◆ **Directive**:
Locate every line in the data below that contains the string "pixel" and copy each of those lines out in full.

Dataset rows showing where objects appear:
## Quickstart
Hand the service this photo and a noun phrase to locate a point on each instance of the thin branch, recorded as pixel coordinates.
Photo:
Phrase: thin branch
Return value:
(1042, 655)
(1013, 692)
---
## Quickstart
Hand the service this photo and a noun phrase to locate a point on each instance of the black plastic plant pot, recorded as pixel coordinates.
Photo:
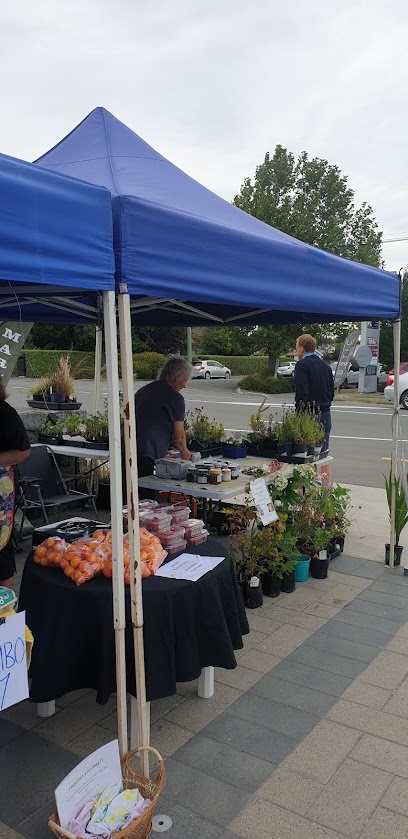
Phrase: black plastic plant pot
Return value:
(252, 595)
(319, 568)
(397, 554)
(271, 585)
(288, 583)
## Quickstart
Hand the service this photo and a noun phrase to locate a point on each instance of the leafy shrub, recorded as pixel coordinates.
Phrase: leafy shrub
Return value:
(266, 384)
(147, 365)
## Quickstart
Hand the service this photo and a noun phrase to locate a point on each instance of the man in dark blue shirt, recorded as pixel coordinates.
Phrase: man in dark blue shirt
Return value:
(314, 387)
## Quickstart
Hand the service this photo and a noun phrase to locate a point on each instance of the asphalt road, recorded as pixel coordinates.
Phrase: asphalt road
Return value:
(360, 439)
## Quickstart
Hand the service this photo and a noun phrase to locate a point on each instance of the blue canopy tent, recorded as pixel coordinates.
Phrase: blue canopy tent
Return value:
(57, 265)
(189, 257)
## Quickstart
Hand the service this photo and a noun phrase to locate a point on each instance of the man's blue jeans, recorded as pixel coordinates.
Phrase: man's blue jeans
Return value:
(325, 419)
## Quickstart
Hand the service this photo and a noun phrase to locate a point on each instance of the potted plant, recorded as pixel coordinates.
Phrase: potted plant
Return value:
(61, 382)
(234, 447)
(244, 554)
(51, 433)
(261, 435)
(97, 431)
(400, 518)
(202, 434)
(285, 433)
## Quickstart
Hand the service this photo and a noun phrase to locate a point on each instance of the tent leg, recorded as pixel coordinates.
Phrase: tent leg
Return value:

◆ **Response to this task**:
Hand the service this photo and a noun phrase to locate a point on each instance of the thin branch, recorded as pixel coordinates.
Hand the service this photo and a noun phrase to locate a point on each instance of the black plastic plant pot, recorded as pixel coordinates.
Hand the service this photo and a noun phrase to locate a point on each instance of the leafy shrub, recorded as pixel coordinates.
Hand the service this photo and a noun phrase to locate a point on each instance of the man in dark blue shirt, recorded as pixel coordinates.
Hand the service this photo and a noun phrase to locate a point on each instance of the asphalt road, recorded as pixel coordinates.
Hand the service this photo and a noun phrase to locate a point on each instance of the blue canopy tent, recorded as pixel coordinates.
Hand the service this photo and a noun phrase to locate a point on each instance of the man's blue jeans, recorded as pixel coordinates.
Hand the service this photo and a noun phrase to locate a point on each instance of the potted plant, recorded as pixel coordinates.
Hand the service this photo and a noun phrase to locate a point on each instance of the tent leg, recorded as pixel coordinates.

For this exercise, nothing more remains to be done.